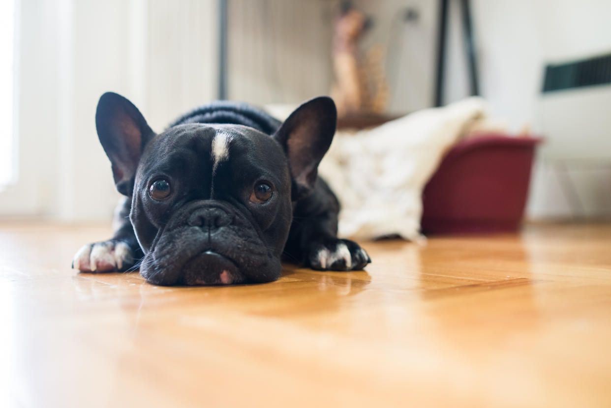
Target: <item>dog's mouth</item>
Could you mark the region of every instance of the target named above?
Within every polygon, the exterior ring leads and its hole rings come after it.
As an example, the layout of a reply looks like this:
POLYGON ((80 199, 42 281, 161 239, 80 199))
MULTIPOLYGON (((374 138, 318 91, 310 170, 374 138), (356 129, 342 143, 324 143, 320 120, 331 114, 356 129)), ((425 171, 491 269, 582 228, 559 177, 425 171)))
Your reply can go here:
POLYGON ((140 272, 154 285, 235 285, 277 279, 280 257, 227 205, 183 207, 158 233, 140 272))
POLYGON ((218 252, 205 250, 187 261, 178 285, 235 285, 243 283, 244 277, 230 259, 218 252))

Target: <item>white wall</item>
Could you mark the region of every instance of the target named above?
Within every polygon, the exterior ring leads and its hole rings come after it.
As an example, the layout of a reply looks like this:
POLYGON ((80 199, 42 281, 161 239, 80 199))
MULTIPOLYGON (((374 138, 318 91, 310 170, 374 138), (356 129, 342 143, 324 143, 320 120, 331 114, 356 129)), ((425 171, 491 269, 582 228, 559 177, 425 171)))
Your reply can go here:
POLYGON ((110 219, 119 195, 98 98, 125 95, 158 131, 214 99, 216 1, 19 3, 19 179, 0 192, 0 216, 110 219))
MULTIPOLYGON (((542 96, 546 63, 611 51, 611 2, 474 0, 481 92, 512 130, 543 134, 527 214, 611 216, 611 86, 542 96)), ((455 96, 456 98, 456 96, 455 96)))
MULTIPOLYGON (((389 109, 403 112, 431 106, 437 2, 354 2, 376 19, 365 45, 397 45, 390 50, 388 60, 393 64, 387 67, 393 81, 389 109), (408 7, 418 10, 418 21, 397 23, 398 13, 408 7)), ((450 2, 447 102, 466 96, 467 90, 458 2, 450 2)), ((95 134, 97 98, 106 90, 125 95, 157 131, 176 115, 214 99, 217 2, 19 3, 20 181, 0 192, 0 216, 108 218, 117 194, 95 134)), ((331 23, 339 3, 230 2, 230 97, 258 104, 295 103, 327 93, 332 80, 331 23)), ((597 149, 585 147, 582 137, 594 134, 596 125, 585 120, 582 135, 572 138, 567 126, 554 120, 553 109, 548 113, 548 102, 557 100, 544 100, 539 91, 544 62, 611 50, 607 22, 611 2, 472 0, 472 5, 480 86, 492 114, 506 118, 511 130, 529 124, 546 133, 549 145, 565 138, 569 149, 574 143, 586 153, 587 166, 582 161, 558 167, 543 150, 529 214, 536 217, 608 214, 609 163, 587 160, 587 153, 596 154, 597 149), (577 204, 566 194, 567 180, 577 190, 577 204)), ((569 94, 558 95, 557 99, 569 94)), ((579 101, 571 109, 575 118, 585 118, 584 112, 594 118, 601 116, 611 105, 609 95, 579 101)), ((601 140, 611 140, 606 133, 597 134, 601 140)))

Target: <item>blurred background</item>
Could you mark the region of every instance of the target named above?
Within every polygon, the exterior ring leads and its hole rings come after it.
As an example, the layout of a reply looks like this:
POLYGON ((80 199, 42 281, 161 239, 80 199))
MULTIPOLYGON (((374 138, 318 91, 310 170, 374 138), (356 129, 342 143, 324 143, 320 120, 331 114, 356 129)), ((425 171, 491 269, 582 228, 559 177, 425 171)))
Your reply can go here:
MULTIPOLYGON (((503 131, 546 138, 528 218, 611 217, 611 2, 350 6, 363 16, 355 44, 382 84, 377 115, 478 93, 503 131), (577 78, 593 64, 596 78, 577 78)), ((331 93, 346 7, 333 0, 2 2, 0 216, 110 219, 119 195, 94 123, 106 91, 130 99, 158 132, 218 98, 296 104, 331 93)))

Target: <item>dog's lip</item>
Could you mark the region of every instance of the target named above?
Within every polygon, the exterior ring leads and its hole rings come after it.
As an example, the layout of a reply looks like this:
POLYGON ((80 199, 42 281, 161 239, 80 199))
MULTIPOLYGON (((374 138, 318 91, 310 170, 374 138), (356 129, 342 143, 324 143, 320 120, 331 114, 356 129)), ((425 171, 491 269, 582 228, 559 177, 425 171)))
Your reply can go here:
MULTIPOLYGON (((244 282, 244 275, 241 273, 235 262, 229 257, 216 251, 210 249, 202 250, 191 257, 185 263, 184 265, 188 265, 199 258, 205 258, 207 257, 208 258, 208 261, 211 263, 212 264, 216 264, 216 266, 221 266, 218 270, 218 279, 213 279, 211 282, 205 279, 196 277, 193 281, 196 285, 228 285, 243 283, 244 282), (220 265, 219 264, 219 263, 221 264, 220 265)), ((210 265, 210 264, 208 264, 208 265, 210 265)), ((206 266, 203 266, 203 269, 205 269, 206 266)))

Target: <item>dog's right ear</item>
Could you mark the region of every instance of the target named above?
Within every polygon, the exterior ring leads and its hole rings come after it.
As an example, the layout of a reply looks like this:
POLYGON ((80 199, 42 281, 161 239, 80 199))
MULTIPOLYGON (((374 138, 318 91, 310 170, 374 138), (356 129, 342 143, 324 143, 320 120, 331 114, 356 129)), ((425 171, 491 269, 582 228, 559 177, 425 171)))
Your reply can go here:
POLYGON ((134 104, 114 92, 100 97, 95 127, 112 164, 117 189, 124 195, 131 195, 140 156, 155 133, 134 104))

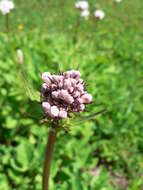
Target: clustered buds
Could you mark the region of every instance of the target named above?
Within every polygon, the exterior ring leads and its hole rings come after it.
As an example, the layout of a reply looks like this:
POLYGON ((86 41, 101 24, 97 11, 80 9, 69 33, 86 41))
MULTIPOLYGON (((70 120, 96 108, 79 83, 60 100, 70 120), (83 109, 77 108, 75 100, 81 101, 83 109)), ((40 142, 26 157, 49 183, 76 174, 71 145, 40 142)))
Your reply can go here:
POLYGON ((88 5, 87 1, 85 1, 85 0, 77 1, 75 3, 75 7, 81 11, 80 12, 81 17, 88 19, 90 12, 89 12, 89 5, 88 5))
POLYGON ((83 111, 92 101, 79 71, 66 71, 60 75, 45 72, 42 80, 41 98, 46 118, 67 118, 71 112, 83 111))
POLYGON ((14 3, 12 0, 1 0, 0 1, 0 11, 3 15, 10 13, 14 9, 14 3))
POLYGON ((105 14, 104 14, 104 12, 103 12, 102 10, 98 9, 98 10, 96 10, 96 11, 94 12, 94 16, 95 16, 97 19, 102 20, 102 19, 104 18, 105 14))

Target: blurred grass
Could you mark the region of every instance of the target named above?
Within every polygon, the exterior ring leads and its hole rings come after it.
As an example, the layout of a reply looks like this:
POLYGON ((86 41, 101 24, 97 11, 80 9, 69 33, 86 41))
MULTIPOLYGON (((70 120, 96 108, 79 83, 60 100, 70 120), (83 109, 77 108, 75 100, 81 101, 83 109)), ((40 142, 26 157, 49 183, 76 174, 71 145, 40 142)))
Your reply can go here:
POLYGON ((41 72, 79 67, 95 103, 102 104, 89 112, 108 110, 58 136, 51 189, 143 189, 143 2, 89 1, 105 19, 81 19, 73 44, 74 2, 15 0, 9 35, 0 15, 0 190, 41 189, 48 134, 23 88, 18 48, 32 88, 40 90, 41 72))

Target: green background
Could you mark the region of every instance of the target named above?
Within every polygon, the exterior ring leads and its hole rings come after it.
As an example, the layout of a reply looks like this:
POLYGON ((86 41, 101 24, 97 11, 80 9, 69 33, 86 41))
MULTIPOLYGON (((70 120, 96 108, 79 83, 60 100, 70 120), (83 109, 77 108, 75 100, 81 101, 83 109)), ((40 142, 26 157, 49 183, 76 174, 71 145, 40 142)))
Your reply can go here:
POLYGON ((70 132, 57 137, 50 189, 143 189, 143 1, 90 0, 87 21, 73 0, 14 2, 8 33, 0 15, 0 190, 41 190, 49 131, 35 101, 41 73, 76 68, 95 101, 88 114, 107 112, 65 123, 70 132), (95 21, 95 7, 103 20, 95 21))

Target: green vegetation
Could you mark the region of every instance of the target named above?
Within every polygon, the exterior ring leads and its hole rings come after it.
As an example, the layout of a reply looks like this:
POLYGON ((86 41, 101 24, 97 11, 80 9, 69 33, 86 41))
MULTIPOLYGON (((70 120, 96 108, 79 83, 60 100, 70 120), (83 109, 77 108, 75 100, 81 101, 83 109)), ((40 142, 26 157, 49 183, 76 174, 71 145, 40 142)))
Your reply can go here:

Exercise -
Edit the material from its beginning through the line containing "POLYGON ((140 272, 154", replacing "exterior ring" with "outer ring" and changing nothing else. Leave the pictures out of your answer.

Solved problem -
Target: <item>dog's mouth</item>
Could you mark the region of every instance of the target named above?
Within every polygon, the outer ring leads and its hole rings come after it.
As an example, the layout of a reply looks like this:
POLYGON ((80 199, 42 281, 161 239, 80 199))
MULTIPOLYGON (((374 138, 318 91, 310 170, 374 138), (356 129, 342 143, 324 143, 320 120, 331 114, 356 129)), ((425 171, 491 269, 582 228, 559 177, 425 171)))
Your reply can go here:
POLYGON ((140 272, 154 285, 235 285, 277 279, 280 257, 227 205, 183 207, 158 233, 140 272))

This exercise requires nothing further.